◆ WHAT TO DO
Write each record again exactly as it stands.

::::::::

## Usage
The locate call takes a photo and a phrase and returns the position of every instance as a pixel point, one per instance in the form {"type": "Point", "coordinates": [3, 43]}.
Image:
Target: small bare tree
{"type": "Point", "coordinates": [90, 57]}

::::::::

◆ TASK RESPONSE
## Usage
The locate call takes a photo and a phrase and returns the position of every instance as a pixel point, one per instance in the form {"type": "Point", "coordinates": [3, 43]}.
Image:
Target: small bare tree
{"type": "Point", "coordinates": [90, 57]}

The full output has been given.